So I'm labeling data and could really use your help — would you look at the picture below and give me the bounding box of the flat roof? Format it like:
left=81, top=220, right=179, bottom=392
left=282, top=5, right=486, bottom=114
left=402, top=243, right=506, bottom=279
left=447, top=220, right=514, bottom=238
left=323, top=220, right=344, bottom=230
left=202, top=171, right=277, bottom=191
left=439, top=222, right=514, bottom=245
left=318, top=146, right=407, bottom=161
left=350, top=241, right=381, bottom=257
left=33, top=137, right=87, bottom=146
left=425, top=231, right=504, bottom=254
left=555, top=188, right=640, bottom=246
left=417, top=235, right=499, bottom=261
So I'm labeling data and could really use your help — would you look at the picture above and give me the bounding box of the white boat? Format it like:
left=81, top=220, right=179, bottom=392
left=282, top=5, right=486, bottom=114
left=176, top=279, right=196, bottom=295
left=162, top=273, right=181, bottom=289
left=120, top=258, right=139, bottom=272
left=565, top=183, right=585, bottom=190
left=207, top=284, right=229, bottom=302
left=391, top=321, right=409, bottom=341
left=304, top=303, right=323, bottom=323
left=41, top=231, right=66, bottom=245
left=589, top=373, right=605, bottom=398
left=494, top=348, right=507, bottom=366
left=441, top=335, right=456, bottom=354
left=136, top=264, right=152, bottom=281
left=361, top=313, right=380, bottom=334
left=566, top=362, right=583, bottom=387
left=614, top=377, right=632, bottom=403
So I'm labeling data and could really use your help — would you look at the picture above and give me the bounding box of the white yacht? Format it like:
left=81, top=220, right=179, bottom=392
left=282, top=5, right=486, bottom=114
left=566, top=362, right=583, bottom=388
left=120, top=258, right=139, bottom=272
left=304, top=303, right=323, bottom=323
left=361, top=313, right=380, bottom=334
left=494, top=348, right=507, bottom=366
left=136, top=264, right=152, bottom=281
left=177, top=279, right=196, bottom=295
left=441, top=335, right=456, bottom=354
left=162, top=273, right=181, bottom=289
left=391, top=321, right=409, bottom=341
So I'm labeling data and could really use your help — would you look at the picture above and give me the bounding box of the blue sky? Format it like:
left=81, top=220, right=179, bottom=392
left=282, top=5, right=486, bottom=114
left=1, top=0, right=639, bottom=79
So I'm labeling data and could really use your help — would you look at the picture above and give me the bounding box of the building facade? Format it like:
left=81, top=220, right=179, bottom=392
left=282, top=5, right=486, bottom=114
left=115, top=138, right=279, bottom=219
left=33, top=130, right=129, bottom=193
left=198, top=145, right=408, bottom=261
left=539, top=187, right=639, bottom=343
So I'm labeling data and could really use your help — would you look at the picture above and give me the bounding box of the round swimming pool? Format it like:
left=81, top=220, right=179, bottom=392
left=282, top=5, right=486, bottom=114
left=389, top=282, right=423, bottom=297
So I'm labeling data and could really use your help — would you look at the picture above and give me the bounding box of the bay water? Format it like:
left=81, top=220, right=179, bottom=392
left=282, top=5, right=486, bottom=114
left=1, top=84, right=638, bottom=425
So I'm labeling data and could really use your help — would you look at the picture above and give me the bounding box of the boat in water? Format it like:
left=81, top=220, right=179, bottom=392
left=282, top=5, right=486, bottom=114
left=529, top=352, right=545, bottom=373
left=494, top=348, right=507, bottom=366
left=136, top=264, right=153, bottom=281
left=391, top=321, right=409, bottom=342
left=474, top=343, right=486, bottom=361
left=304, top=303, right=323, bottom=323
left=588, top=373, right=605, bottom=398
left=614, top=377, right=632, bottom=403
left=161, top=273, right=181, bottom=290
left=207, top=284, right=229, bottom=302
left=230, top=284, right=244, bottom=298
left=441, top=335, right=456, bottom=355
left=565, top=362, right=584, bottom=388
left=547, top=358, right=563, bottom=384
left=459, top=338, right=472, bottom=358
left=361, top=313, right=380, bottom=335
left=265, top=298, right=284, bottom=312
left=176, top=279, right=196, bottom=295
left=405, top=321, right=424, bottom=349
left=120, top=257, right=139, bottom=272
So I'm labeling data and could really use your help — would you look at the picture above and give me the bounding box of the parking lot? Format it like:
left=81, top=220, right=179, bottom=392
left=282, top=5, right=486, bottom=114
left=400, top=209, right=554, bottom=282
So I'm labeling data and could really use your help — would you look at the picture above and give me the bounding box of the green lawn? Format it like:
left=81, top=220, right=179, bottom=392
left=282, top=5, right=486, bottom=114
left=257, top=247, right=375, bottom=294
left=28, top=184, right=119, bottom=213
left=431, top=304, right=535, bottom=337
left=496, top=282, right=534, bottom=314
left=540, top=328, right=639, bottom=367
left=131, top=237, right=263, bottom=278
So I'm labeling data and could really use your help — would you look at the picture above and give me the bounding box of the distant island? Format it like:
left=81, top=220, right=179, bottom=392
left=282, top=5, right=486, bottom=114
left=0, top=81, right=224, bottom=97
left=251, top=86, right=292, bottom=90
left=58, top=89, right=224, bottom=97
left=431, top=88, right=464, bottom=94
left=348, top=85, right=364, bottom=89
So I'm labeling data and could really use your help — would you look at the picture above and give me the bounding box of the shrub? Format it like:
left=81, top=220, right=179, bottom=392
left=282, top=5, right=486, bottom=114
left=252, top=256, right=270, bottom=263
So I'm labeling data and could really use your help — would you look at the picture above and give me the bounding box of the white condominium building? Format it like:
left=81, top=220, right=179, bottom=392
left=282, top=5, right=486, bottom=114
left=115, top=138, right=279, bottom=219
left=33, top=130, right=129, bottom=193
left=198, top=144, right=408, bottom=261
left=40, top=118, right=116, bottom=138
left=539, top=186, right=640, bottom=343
-=-=-=-=-
• _ACTION ITEM_
Write every entry out again exactly.

• _EXERCISE OUTPUT_
So I'm labeling data and could really use your help — would you look at the picture below and give me the bounding box of the flat roof? Format it like:
left=81, top=220, right=179, bottom=392
left=282, top=5, right=486, bottom=114
left=402, top=243, right=506, bottom=279
left=447, top=220, right=514, bottom=238
left=323, top=220, right=344, bottom=230
left=202, top=171, right=277, bottom=191
left=439, top=222, right=514, bottom=245
left=318, top=146, right=407, bottom=161
left=350, top=241, right=381, bottom=257
left=33, top=137, right=87, bottom=146
left=425, top=231, right=504, bottom=254
left=555, top=188, right=640, bottom=246
left=417, top=235, right=499, bottom=261
So I'm labeling data and could really use your help — would you look at the picture above and give me the bounding box of the white boat? Format it like:
left=81, top=220, right=179, bottom=392
left=282, top=5, right=486, bottom=114
left=176, top=279, right=196, bottom=295
left=162, top=273, right=181, bottom=289
left=120, top=258, right=139, bottom=272
left=565, top=183, right=585, bottom=190
left=207, top=284, right=229, bottom=302
left=391, top=321, right=409, bottom=341
left=304, top=303, right=323, bottom=323
left=41, top=231, right=66, bottom=245
left=589, top=373, right=605, bottom=398
left=494, top=348, right=507, bottom=366
left=441, top=335, right=456, bottom=354
left=136, top=264, right=152, bottom=281
left=361, top=313, right=380, bottom=334
left=566, top=362, right=583, bottom=387
left=614, top=377, right=632, bottom=403
So I'm labeling data and could really use your help — would you look at the picture above and give me the bounding box of the white yacht? Format it like:
left=81, top=220, right=179, bottom=392
left=282, top=5, right=486, bottom=114
left=566, top=362, right=583, bottom=388
left=120, top=258, right=139, bottom=272
left=304, top=303, right=323, bottom=323
left=361, top=313, right=380, bottom=334
left=494, top=348, right=507, bottom=366
left=136, top=264, right=152, bottom=281
left=177, top=279, right=196, bottom=295
left=441, top=335, right=456, bottom=354
left=162, top=273, right=181, bottom=289
left=391, top=321, right=409, bottom=341
So I'm labeling data and could really use your help — would you look at the picture above and give me the bounding box of the blue sky? Format it like:
left=81, top=220, right=179, bottom=392
left=282, top=5, right=486, bottom=114
left=1, top=0, right=639, bottom=79
So I'm labeling data and could really use your help — would you look at the picture above and give me the bounding box of the building facade? Format it like:
left=81, top=220, right=179, bottom=392
left=282, top=5, right=486, bottom=114
left=115, top=138, right=279, bottom=219
left=33, top=130, right=129, bottom=193
left=198, top=145, right=408, bottom=261
left=539, top=187, right=639, bottom=343
So I'm labeling data and could really use your help — would you look at the picture above and give me the bounding box of the round swimming pool? Format it like:
left=81, top=220, right=179, bottom=392
left=282, top=5, right=486, bottom=114
left=389, top=282, right=423, bottom=297
So I'm labeling data and could really use your help — would you look at the picture above and give me the bounding box of the bay water? Format it like:
left=81, top=220, right=179, bottom=392
left=282, top=5, right=486, bottom=114
left=1, top=84, right=638, bottom=425
So I'm labeling data and could really use your help — would you look at the picture above and give me the bounding box of the boat in water? Format it like:
left=81, top=220, right=179, bottom=392
left=282, top=5, right=486, bottom=114
left=529, top=352, right=545, bottom=373
left=494, top=348, right=507, bottom=366
left=136, top=264, right=153, bottom=281
left=391, top=321, right=409, bottom=342
left=474, top=343, right=486, bottom=361
left=304, top=303, right=323, bottom=323
left=588, top=373, right=605, bottom=398
left=614, top=377, right=632, bottom=403
left=161, top=273, right=181, bottom=290
left=207, top=284, right=229, bottom=302
left=230, top=284, right=244, bottom=298
left=441, top=335, right=456, bottom=355
left=565, top=362, right=584, bottom=388
left=547, top=358, right=563, bottom=384
left=459, top=338, right=472, bottom=358
left=361, top=313, right=380, bottom=335
left=265, top=298, right=284, bottom=312
left=176, top=279, right=196, bottom=295
left=405, top=321, right=424, bottom=349
left=120, top=257, right=139, bottom=272
So I'm labeling data and could really use your help — would you look at the picture above and give me the bounding box of the parking lot? Format it like:
left=81, top=220, right=179, bottom=392
left=282, top=5, right=486, bottom=114
left=400, top=209, right=554, bottom=282
So I'm labeling data and could really use your help — would you look at the picture above and give me the bounding box of the green lawn? Format it like:
left=81, top=220, right=179, bottom=392
left=282, top=5, right=486, bottom=114
left=257, top=247, right=375, bottom=294
left=28, top=184, right=119, bottom=213
left=431, top=304, right=535, bottom=337
left=496, top=282, right=534, bottom=314
left=540, top=328, right=639, bottom=367
left=131, top=237, right=263, bottom=278
So I'm labeling data and could really use your help — would you look at the picture above and give me the bounding box of the distant island? Format it like:
left=81, top=220, right=179, bottom=392
left=282, top=5, right=486, bottom=114
left=0, top=81, right=224, bottom=97
left=251, top=86, right=292, bottom=90
left=58, top=89, right=224, bottom=97
left=431, top=88, right=464, bottom=94
left=348, top=85, right=364, bottom=89
So I'm labeling data and could really use your help — would you look at the picture above and give me the bounding box of the shrub? Format it like:
left=81, top=220, right=179, bottom=392
left=282, top=5, right=486, bottom=114
left=252, top=256, right=270, bottom=263
So I'm labeling data and could really use your help — would you look at the picture above and give me the bounding box of the white condominium building? Format it like:
left=81, top=220, right=179, bottom=392
left=282, top=5, right=486, bottom=114
left=115, top=138, right=279, bottom=219
left=33, top=130, right=129, bottom=193
left=198, top=144, right=408, bottom=261
left=40, top=118, right=116, bottom=138
left=539, top=186, right=640, bottom=343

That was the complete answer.